> _Task details_:
Copy the material below word for word, starting at the line with "statue with campaign" and ending at the line with "[165,90,226,191]", both of those lines included.

> _Information shown_:
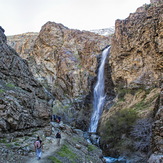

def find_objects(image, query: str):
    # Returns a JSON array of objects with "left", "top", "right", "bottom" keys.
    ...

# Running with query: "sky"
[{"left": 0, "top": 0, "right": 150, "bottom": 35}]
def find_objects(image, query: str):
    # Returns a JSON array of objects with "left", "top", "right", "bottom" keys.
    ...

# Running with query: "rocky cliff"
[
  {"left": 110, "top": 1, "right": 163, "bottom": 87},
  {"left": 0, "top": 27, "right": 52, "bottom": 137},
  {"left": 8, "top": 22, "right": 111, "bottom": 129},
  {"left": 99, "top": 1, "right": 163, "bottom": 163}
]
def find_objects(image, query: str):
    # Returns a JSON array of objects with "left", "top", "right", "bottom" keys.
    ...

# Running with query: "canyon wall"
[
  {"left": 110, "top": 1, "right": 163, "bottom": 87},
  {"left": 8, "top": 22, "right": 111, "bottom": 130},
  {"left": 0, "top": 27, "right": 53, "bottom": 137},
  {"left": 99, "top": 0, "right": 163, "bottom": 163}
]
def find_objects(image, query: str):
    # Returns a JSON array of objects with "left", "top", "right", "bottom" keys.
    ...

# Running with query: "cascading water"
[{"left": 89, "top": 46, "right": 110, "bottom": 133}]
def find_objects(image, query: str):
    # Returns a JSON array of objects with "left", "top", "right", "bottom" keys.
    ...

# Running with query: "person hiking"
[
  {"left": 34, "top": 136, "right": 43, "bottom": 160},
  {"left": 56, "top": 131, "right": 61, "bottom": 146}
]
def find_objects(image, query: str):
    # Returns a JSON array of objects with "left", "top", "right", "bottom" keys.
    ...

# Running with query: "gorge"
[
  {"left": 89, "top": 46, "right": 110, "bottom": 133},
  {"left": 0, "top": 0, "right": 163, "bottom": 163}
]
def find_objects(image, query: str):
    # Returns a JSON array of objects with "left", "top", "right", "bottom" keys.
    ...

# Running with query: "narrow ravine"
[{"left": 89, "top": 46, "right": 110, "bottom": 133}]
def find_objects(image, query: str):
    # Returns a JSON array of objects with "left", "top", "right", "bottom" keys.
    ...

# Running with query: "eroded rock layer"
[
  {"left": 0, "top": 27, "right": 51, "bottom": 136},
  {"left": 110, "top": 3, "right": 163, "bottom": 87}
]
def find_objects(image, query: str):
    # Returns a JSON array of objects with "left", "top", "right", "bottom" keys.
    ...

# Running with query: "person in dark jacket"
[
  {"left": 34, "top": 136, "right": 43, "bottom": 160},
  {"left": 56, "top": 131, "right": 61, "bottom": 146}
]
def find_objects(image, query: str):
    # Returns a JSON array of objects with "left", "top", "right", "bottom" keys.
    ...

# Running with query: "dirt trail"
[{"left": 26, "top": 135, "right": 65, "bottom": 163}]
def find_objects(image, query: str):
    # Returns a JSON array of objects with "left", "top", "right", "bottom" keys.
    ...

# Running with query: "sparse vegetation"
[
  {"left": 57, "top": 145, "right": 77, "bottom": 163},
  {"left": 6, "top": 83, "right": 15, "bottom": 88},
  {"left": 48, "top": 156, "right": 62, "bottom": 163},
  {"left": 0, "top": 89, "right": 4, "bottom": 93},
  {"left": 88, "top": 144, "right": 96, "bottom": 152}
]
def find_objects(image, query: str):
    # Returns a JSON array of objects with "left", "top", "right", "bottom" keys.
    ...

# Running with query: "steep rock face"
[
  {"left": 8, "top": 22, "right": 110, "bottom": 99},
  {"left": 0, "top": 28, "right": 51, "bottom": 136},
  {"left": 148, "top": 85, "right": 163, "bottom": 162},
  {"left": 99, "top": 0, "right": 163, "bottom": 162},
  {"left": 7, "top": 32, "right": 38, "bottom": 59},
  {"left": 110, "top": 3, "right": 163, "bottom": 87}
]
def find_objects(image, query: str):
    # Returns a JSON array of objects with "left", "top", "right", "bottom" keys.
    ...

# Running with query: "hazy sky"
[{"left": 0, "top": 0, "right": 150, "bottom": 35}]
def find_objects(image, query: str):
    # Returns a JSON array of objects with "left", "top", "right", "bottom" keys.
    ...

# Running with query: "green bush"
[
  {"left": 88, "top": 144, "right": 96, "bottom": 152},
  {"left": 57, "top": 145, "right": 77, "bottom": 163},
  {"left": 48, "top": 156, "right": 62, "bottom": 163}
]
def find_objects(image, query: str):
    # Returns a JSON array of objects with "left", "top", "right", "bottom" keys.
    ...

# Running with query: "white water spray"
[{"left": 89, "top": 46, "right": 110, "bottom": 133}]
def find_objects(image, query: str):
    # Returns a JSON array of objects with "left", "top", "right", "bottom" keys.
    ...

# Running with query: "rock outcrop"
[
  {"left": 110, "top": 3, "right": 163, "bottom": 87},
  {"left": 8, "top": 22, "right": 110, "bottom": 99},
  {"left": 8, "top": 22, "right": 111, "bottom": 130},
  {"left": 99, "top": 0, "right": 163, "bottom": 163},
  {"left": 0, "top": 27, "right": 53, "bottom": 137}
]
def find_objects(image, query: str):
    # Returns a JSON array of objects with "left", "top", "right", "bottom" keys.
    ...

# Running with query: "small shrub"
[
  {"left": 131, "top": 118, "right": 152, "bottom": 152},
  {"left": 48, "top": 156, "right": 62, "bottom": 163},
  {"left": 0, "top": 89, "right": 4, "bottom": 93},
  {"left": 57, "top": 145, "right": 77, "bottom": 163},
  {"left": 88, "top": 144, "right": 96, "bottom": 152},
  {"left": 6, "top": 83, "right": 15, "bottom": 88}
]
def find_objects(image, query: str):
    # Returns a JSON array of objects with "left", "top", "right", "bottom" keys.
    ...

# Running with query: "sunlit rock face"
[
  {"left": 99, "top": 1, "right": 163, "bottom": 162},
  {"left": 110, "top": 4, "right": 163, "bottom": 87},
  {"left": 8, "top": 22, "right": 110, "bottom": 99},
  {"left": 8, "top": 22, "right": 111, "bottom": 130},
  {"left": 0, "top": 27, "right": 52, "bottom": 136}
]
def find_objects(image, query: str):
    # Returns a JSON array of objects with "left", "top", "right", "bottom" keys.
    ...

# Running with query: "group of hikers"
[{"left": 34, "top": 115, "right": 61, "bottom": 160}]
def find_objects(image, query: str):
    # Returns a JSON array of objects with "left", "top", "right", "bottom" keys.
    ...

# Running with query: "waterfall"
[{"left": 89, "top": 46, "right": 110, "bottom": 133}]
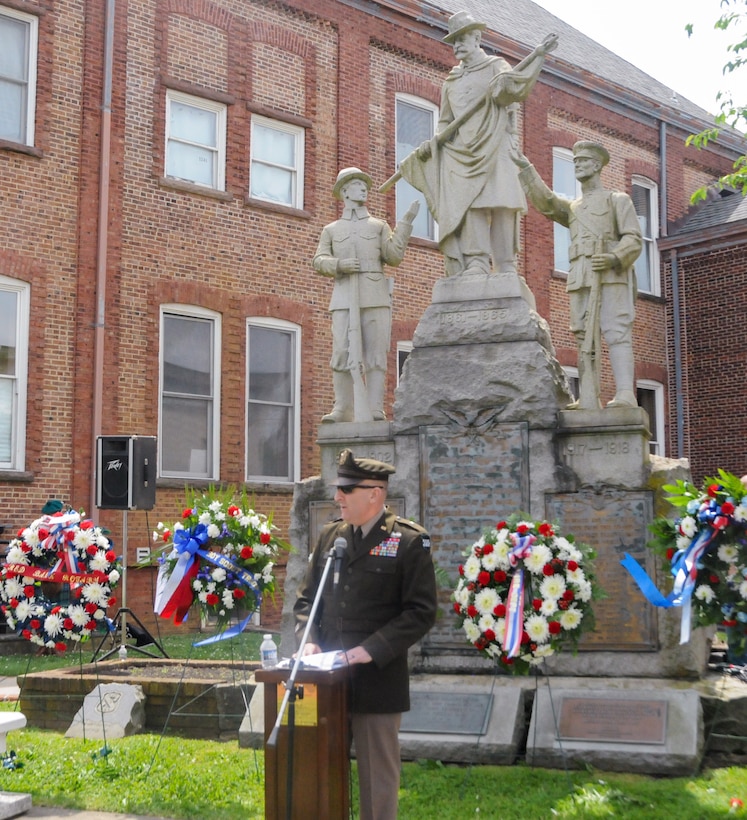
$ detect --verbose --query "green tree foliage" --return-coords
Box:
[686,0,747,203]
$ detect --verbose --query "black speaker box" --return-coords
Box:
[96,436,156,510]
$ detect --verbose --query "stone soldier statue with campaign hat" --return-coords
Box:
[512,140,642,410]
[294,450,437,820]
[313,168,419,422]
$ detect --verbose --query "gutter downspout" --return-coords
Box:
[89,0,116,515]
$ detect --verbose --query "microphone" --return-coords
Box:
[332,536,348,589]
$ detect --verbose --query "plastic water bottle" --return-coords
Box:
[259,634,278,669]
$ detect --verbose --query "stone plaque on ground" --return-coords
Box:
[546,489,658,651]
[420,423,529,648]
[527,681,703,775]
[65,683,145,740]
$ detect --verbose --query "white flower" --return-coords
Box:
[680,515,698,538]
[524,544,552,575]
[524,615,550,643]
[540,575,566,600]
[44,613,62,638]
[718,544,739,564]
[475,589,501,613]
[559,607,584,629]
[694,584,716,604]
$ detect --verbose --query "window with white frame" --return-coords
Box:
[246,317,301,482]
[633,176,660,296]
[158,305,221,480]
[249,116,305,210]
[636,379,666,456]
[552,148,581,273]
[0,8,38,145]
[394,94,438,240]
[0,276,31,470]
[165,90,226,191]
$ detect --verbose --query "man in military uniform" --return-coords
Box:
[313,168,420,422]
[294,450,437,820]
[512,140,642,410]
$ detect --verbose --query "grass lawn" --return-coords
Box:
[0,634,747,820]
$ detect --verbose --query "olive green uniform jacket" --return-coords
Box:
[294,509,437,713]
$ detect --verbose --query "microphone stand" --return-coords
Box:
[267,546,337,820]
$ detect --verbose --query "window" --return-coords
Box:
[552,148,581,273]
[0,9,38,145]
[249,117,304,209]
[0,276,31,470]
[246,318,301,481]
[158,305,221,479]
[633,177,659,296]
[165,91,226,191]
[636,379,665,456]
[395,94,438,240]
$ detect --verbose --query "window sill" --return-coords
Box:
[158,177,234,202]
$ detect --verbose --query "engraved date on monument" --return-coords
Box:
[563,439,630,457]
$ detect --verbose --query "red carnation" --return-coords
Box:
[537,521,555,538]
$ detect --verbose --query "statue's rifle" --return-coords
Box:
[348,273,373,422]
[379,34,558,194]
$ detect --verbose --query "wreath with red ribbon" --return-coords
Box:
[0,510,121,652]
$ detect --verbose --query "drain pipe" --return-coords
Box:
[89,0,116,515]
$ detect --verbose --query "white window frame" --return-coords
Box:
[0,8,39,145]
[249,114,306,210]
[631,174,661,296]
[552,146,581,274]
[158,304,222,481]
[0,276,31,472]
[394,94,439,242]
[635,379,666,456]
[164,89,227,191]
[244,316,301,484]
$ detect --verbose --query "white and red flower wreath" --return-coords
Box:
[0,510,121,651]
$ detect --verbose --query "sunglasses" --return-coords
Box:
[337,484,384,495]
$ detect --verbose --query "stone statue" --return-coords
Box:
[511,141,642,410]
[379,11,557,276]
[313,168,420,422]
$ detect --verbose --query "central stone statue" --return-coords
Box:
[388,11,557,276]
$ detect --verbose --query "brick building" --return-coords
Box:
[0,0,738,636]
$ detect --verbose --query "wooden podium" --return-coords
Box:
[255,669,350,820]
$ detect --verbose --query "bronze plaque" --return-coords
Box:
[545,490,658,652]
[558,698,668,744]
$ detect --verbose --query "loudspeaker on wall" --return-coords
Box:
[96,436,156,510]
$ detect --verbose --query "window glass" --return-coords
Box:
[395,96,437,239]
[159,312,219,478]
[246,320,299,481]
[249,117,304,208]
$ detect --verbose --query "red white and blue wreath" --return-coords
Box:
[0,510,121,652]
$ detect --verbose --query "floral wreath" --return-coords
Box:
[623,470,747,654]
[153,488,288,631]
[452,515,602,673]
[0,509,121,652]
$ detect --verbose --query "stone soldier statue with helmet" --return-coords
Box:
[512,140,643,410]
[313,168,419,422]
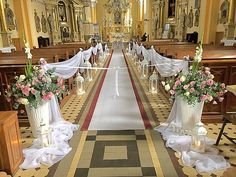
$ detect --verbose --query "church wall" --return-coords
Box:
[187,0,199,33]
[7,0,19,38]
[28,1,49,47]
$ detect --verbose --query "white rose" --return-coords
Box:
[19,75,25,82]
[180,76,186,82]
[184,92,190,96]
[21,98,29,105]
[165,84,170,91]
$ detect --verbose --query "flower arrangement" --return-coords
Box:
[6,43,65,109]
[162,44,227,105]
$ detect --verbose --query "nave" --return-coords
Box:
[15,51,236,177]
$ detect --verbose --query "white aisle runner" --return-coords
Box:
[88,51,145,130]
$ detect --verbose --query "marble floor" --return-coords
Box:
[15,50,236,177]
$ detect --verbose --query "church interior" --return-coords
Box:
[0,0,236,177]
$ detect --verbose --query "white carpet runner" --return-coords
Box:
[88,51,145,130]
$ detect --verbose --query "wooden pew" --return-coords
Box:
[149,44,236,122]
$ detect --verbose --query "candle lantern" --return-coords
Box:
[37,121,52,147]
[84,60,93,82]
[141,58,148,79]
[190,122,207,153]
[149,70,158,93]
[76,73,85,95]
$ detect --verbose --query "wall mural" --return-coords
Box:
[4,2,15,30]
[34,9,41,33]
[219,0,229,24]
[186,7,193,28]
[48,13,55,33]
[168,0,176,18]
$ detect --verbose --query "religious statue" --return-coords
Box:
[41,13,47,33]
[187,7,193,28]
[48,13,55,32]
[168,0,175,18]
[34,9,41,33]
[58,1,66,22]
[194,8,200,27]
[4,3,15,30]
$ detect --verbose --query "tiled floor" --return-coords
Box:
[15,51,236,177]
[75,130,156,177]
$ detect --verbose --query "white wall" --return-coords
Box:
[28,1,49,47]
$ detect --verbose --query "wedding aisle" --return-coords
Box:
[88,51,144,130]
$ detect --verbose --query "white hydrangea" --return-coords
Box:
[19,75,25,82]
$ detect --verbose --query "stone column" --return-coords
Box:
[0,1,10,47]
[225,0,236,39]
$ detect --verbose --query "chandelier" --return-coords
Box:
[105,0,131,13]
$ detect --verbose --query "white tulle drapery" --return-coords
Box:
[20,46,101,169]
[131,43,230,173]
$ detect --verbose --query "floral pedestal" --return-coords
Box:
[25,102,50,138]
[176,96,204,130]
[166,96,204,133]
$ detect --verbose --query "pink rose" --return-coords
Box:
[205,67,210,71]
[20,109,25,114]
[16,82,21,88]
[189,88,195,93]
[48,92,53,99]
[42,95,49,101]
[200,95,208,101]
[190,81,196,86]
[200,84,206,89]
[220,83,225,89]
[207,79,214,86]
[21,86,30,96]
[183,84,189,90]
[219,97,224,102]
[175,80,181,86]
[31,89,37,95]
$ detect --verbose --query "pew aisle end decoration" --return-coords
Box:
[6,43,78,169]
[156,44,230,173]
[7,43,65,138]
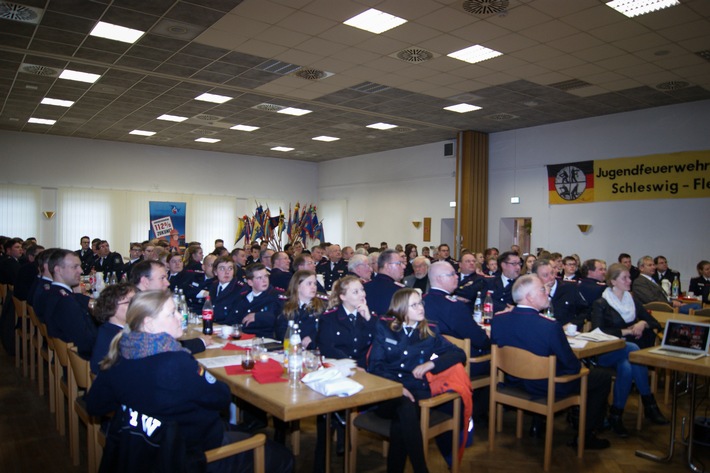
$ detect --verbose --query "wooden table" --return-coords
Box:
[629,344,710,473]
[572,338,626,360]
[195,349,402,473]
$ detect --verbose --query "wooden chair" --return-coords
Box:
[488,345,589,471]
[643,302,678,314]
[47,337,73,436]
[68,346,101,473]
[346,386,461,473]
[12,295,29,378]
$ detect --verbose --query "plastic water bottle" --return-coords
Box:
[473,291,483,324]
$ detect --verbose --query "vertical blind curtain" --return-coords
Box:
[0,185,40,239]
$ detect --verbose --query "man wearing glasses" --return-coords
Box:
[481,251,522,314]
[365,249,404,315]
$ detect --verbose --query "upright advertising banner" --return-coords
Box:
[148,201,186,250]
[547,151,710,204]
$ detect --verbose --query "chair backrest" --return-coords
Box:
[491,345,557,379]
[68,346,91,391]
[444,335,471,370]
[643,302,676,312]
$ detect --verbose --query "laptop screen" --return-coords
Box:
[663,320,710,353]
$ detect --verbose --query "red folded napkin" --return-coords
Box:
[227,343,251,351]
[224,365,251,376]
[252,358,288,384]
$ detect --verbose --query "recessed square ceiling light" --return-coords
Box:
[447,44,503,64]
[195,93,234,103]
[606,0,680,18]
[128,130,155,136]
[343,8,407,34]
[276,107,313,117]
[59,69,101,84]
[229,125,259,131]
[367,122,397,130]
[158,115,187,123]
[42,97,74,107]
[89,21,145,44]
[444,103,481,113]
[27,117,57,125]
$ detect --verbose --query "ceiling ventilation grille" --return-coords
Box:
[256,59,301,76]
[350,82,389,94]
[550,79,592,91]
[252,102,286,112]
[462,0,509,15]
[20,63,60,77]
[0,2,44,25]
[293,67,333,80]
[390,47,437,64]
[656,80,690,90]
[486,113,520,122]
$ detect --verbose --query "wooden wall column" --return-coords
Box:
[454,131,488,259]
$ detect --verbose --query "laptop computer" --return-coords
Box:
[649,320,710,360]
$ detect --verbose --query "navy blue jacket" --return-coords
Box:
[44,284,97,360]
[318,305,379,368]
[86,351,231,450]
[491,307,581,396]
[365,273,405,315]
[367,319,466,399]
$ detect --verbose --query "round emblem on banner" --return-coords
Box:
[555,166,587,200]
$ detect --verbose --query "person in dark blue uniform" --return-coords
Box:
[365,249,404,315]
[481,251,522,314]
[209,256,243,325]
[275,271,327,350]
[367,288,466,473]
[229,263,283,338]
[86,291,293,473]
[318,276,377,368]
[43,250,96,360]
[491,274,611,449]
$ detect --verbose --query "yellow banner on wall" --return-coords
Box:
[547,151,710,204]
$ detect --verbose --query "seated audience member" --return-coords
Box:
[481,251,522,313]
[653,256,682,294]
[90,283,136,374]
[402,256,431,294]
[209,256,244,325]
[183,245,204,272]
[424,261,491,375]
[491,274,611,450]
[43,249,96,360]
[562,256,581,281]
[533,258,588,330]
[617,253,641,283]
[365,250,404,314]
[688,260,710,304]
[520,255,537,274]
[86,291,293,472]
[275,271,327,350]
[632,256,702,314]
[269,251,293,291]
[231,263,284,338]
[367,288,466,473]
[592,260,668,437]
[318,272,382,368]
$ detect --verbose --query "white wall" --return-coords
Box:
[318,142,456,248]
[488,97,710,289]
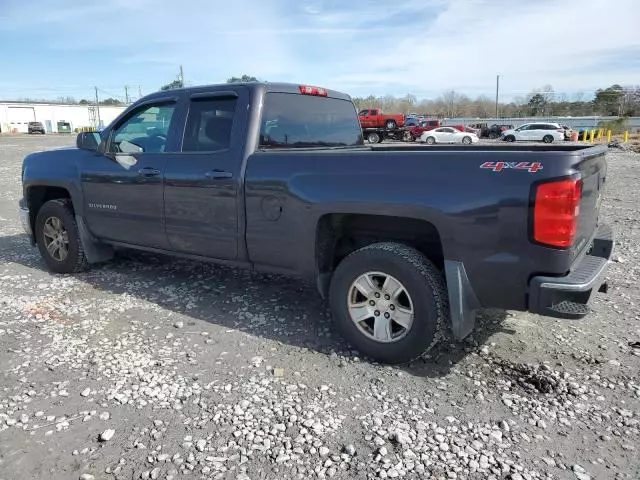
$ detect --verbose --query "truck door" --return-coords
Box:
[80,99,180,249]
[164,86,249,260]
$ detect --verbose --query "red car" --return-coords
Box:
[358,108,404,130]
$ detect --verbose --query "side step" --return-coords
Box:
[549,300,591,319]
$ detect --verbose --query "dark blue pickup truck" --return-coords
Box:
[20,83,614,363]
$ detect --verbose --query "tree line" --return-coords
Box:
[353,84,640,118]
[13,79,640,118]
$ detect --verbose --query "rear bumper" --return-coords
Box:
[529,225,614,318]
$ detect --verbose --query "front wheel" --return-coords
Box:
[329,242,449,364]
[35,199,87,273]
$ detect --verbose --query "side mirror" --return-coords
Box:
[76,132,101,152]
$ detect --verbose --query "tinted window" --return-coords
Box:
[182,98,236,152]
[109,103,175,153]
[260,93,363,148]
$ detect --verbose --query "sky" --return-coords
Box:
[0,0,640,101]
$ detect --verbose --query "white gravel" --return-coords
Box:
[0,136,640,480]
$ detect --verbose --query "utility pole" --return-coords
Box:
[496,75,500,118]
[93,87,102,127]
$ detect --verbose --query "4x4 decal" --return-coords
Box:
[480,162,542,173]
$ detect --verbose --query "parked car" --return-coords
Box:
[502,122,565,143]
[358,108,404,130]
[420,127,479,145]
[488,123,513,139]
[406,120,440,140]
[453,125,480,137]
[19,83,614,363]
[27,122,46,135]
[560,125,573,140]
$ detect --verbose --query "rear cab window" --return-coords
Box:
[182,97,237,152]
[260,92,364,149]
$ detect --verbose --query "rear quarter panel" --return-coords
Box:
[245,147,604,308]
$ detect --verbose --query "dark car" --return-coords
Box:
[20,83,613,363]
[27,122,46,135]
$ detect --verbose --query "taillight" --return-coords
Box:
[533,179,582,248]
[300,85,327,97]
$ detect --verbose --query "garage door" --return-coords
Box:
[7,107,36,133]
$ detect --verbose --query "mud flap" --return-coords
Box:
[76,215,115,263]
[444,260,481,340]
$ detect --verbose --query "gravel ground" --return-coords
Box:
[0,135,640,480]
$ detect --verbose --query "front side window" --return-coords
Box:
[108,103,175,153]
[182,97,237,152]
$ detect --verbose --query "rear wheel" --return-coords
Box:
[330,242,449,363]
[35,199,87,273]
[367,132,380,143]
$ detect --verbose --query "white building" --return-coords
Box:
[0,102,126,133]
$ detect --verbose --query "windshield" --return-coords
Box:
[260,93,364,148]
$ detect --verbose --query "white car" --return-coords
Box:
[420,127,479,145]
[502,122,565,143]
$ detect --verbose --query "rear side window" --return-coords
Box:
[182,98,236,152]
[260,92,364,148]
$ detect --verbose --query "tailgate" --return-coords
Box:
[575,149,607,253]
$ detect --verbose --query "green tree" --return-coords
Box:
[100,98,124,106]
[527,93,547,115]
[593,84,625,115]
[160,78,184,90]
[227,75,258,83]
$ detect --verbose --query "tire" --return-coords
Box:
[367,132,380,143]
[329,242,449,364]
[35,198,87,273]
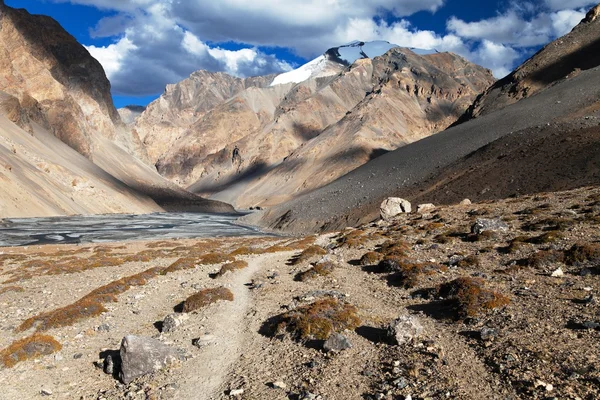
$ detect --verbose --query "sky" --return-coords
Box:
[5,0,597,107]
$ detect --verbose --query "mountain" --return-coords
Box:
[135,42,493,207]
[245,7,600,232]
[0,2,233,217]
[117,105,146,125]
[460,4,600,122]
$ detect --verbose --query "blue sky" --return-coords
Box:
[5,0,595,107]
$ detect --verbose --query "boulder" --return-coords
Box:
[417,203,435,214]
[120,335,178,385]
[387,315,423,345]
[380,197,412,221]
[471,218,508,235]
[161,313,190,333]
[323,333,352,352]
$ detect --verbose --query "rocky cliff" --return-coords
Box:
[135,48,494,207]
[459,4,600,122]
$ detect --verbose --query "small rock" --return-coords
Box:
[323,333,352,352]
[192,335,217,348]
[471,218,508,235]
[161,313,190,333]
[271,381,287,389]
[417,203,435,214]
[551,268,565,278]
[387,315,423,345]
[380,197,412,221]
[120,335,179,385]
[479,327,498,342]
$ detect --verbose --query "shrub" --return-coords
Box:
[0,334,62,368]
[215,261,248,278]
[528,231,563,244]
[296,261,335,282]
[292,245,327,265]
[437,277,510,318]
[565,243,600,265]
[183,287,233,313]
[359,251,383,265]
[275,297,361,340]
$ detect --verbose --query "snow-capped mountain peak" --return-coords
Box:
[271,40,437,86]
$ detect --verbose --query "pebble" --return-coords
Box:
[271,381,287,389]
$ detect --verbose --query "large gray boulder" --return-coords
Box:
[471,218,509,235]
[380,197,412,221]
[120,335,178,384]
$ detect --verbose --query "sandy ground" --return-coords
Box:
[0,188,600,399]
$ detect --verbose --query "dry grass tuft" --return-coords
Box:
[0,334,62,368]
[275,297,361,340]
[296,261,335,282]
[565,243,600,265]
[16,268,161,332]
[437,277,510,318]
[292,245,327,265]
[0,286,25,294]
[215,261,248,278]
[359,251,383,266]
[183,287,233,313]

> _Full answer_:
$ detect --verbose --query "stone soldier statue with campaign hat" --return-coords
Box:
[512,140,642,410]
[294,450,437,820]
[313,168,419,422]
$ detect --verbose --query "gutter downspout" --return-coords
Box:
[89,0,116,515]
$ detect --verbose --query "microphone" --return-coords
Box:
[332,536,348,589]
$ detect --verbose --query "plastic water bottle" --return-coords
Box:
[259,634,278,669]
$ detect --verbose --query "stone plaque on ground" --return-coords
Box:
[546,489,658,651]
[420,423,529,648]
[527,681,703,775]
[65,683,145,740]
$ detect --verbose --query "white flower" --return-coords
Box:
[680,515,698,538]
[524,544,552,575]
[524,615,550,643]
[540,575,566,600]
[44,613,62,638]
[718,544,739,564]
[475,589,501,613]
[559,607,584,629]
[694,584,716,604]
$ detect --verbose --query "window with white frame" --return-coords
Box:
[246,317,301,482]
[633,176,660,296]
[158,305,221,480]
[249,116,305,210]
[636,379,666,456]
[552,148,581,273]
[0,8,38,145]
[394,94,438,240]
[0,276,31,470]
[165,90,226,191]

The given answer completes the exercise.